Records to process:
Start of Block
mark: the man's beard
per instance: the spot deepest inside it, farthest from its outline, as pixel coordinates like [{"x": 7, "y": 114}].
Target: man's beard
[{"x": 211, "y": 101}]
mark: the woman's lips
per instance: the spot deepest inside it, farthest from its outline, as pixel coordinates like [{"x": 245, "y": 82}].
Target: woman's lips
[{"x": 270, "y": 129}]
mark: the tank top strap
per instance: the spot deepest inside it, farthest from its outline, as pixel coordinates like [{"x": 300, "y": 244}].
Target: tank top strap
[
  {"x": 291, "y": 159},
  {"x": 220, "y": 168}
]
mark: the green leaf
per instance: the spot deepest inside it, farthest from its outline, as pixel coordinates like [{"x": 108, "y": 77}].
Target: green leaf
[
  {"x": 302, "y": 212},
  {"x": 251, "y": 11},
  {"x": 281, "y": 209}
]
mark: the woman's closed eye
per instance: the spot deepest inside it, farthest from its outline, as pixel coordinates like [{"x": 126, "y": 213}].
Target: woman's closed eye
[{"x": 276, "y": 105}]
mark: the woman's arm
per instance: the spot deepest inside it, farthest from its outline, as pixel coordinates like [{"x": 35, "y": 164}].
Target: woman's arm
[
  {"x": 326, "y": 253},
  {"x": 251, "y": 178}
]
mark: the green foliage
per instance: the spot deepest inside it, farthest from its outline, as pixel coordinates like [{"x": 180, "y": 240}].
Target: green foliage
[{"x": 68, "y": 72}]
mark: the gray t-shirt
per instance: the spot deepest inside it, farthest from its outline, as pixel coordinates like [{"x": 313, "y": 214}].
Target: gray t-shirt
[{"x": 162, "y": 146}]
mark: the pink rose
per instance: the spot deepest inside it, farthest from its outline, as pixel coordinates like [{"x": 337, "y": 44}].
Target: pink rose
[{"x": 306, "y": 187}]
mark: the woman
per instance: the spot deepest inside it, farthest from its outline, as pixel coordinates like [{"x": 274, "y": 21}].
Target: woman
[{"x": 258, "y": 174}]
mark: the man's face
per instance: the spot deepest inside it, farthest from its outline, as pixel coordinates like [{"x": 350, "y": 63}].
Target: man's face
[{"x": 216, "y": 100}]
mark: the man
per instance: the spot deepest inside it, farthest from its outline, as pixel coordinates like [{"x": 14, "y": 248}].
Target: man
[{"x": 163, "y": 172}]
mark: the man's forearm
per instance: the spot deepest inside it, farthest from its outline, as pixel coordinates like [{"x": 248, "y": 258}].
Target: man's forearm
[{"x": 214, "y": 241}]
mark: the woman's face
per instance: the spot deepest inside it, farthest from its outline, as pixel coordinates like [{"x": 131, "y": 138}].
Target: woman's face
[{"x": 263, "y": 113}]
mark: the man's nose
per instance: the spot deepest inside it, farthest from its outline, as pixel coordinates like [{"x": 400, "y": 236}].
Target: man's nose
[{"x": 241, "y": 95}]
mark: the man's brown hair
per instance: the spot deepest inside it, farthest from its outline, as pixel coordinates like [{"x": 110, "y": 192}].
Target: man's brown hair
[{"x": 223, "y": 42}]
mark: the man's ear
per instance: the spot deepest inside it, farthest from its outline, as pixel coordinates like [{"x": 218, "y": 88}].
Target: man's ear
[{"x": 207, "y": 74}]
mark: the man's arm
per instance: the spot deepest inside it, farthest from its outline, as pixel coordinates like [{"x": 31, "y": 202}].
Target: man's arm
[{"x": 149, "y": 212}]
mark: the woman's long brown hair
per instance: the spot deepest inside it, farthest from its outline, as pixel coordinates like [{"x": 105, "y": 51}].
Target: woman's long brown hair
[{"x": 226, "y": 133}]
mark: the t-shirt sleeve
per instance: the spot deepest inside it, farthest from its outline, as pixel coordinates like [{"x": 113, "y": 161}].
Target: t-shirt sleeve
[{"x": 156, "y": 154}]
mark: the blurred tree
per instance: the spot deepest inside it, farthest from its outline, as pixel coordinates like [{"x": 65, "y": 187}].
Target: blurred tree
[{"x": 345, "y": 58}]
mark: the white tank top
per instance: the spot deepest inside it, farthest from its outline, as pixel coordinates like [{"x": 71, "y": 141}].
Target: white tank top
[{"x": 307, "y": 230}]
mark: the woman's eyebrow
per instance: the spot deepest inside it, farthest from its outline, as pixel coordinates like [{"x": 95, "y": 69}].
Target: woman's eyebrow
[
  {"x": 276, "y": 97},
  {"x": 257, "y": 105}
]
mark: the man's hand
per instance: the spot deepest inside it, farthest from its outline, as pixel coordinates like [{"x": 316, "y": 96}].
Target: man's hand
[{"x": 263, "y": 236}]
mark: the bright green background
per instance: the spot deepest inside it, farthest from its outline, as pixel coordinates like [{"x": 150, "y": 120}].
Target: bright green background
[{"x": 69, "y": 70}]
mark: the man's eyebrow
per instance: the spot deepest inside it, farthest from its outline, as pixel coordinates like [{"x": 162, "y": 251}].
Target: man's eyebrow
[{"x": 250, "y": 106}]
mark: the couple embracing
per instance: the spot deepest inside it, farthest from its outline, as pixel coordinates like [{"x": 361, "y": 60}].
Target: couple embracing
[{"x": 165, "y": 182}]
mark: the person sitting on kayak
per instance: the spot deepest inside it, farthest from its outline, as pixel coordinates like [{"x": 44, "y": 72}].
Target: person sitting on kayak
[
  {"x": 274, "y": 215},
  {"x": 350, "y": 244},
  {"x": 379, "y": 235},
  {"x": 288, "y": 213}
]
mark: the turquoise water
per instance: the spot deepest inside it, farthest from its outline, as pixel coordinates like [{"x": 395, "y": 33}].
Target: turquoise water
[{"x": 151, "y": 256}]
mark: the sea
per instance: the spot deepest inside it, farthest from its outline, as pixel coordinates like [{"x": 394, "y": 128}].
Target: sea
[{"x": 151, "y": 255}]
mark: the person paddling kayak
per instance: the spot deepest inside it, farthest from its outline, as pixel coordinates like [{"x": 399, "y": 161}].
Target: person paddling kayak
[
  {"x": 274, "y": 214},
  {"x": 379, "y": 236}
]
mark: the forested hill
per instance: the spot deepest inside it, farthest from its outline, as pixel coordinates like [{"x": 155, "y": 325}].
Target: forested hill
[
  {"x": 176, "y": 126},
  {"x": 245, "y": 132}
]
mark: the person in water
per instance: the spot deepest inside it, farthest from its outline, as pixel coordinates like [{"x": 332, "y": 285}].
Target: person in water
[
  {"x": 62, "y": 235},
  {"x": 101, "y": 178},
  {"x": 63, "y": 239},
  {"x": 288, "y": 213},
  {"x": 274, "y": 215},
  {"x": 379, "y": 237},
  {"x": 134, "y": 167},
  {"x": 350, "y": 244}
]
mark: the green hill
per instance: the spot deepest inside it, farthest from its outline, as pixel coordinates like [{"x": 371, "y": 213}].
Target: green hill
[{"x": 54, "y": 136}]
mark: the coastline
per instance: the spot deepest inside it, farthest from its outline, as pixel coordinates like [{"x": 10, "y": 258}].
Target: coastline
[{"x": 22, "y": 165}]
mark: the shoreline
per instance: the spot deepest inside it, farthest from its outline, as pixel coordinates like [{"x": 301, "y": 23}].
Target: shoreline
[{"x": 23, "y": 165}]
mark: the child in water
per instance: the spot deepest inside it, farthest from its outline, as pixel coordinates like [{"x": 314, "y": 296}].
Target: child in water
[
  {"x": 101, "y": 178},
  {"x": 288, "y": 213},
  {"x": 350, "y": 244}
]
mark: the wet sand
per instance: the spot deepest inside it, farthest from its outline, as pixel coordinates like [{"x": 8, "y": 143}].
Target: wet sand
End of Block
Instructions for the task: Faithfully reproduce all of the records, character for character.

Result:
mark: the man's beard
per instance: the spot deepest inside it, farthest from its outline, as pixel coordinates like [{"x": 7, "y": 114}].
Target: man's beard
[{"x": 211, "y": 101}]
mark: the woman's lips
per instance: the spot deepest inside it, farthest from its outline, as pixel coordinates like [{"x": 245, "y": 82}].
Target: woman's lips
[{"x": 270, "y": 129}]
mark: the tank top strap
per instance: the spot deepest inside it, farthest from its outline, as pixel coordinates like [{"x": 300, "y": 244}].
Target: tank top strap
[
  {"x": 291, "y": 159},
  {"x": 220, "y": 168}
]
mark: the green leaf
per instance: the spot deepest inside it, farthest from its outline, as pixel coordinates like [{"x": 108, "y": 77}].
Target: green leaf
[
  {"x": 302, "y": 212},
  {"x": 251, "y": 11},
  {"x": 281, "y": 209}
]
mark: the woman's closed eye
per instance: the spot deepest inside it, farthest from its outline, as pixel coordinates like [{"x": 126, "y": 213}].
Target: woman's closed eye
[{"x": 276, "y": 105}]
mark: the woman's arm
per instance: the spot deepest inside it, farthest from its outline, as pixel coordinates like [{"x": 35, "y": 164}].
Target: woman's arm
[
  {"x": 326, "y": 253},
  {"x": 251, "y": 178}
]
mark: the green foliage
per instance: the spot deepest inside it, farthest from its outline, as pixel coordinates like [{"x": 180, "y": 240}].
Target: green foliage
[{"x": 68, "y": 72}]
mark: the gray t-shirt
per instance: the spot deepest inside it, farthest from its outline, as pixel coordinates like [{"x": 313, "y": 214}].
Target: gray t-shirt
[{"x": 162, "y": 146}]
mark: the pink rose
per instance: the spot deepest inside it, farthest from its outline, as pixel coordinates like [{"x": 337, "y": 44}].
Target: pink rose
[{"x": 306, "y": 187}]
mark: the woman
per instance: the spot deepest inside it, farthest from its outline, as pixel coordinates like [{"x": 274, "y": 21}].
Target: woman
[{"x": 258, "y": 174}]
mark: the man's face
per instance: the spot deepest inside it, farthest from its outline, as pixel coordinates like [{"x": 350, "y": 63}].
Target: man's face
[{"x": 216, "y": 100}]
mark: the man
per instance: the spot deepest inside it, farthest from its outline, as pixel coordinates like [{"x": 14, "y": 248}].
Target: man
[{"x": 163, "y": 172}]
mark: the man's forearm
per instance: the spot deepest inside it, farthest from its outline, as pixel coordinates like [{"x": 248, "y": 258}].
Target: man's forearm
[{"x": 214, "y": 241}]
mark: the woman's face
per instance: the spot deepest inside it, farthest from its outline, as pixel coordinates like [{"x": 131, "y": 138}].
Target: woman's face
[{"x": 263, "y": 113}]
mark: the man's nose
per instance: the spot deepest inside it, farthest from its outline, as pixel coordinates like [{"x": 400, "y": 236}].
Target: man's nose
[{"x": 241, "y": 95}]
mark: the man's brown hair
per instance: the spot deepest inside it, farthest from its outline, as pixel coordinates like [{"x": 110, "y": 192}].
Target: man's brown hair
[{"x": 223, "y": 42}]
mark: the man's ear
per instance: the spot deepest inside it, farthest from its outline, as pixel coordinates like [{"x": 218, "y": 88}].
Target: man's ear
[{"x": 207, "y": 74}]
mark: the man's arm
per instance: the spot deepest inside it, farthest from its outline, as pixel coordinates like [{"x": 31, "y": 202}].
Target: man's arm
[{"x": 149, "y": 212}]
mark: the woman's long brown hair
per instance: the spot deepest inside it, farthest from its outline, as pixel coordinates like [{"x": 105, "y": 51}].
Target: woman's long brown hair
[{"x": 226, "y": 133}]
mark: the t-shirt sleeve
per instance: the spot deepest inside it, farthest from its outline, as pixel coordinates like [{"x": 113, "y": 161}].
Target: t-shirt sleeve
[{"x": 156, "y": 154}]
mark: the blurred tree
per instance: the spot deepest inside it, farthest from its outline, as pixel coordinates like [{"x": 65, "y": 187}].
Target: blurred tree
[{"x": 345, "y": 58}]
mark: the white tank top
per instance: the spot deepest inside it, farthest from its outline, as pixel coordinates like [{"x": 71, "y": 141}].
Target: white tank top
[{"x": 307, "y": 230}]
mark: the woman's eyebrow
per instance: the spot deepest inside it, farthest from its outline, as pixel coordinates like [{"x": 95, "y": 69}].
Target: woman's eyebrow
[
  {"x": 276, "y": 97},
  {"x": 257, "y": 105}
]
mark: the man's hand
per instance: the spot deepest inside it, farthest from its outline, as pixel coordinates like [{"x": 316, "y": 96}].
Target: man's hand
[{"x": 263, "y": 236}]
mark: the bright green background
per instance: the spot deepest inside it, farthest from its outline, as pixel coordinates like [{"x": 150, "y": 120}].
Target: bright green background
[{"x": 69, "y": 70}]
mark: the man's eyebrow
per instance: the spot deepest inside it, farthest from its outline, as pixel coordinates like [{"x": 162, "y": 251}].
Target: man's eyebrow
[{"x": 250, "y": 106}]
mark: the couple embracing
per instance: the spot deepest inside it, farthest from its outline, as pixel coordinates like [{"x": 361, "y": 60}].
Target: couple embracing
[{"x": 165, "y": 182}]
mark: the person sitting on kayak
per instance: the spot deepest inside it, farthest from its outline, as pixel coordinates like [{"x": 44, "y": 72}].
Target: person sitting on kayak
[
  {"x": 274, "y": 215},
  {"x": 350, "y": 244},
  {"x": 379, "y": 235},
  {"x": 288, "y": 213}
]
mark: the turquoise water
per instance: the spot deepest inside it, farthest from its outline, as pixel coordinates like [{"x": 395, "y": 33}].
Target: turquoise water
[{"x": 151, "y": 256}]
mark: the sea
per instance: the spot deepest inside it, farthest from its outline, as pixel coordinates like [{"x": 394, "y": 128}].
Target: sea
[{"x": 151, "y": 255}]
mark: the person paddling kayak
per instance: the spot deepest inside it, farthest from its outline, as pixel coordinates like [{"x": 399, "y": 161}].
Target: person paddling kayak
[
  {"x": 274, "y": 214},
  {"x": 379, "y": 236}
]
mark: the forested hill
per instance: the spot deepest inside it, farthest from its outline, as pixel coordinates like [{"x": 155, "y": 325}].
Target: forested hill
[
  {"x": 176, "y": 126},
  {"x": 245, "y": 132}
]
mark: the person in water
per instance: the spot deepest inside it, farthest from its outline, as pixel coordinates like [{"x": 332, "y": 285}].
Target: person in water
[
  {"x": 62, "y": 235},
  {"x": 101, "y": 178},
  {"x": 63, "y": 239},
  {"x": 288, "y": 213},
  {"x": 274, "y": 215},
  {"x": 379, "y": 237},
  {"x": 134, "y": 167},
  {"x": 350, "y": 244}
]
mark: the green hill
per instance: the spot deepest inside it, farthest from its outline, as pixel coordinates like [{"x": 371, "y": 213}].
Target: green hill
[{"x": 54, "y": 136}]
mark: the coastline
per instance: the spot deepest inside it, farthest from its outline, as pixel coordinates like [{"x": 10, "y": 258}].
Target: coastline
[{"x": 22, "y": 165}]
mark: the shoreline
per instance: the spot deepest inside it, farthest from its outline, as pixel coordinates like [{"x": 301, "y": 23}].
Target: shoreline
[{"x": 23, "y": 165}]
mark: the child in water
per instance: the spot deepest inside it, farthest from its outline, as pixel coordinates like [{"x": 314, "y": 296}].
Target: child in water
[
  {"x": 101, "y": 178},
  {"x": 288, "y": 213},
  {"x": 350, "y": 244}
]
mark: the wet sand
per instance: the spot deepest inside it, farthest from its outline, as pixel coordinates like [{"x": 8, "y": 143}].
Target: wet sand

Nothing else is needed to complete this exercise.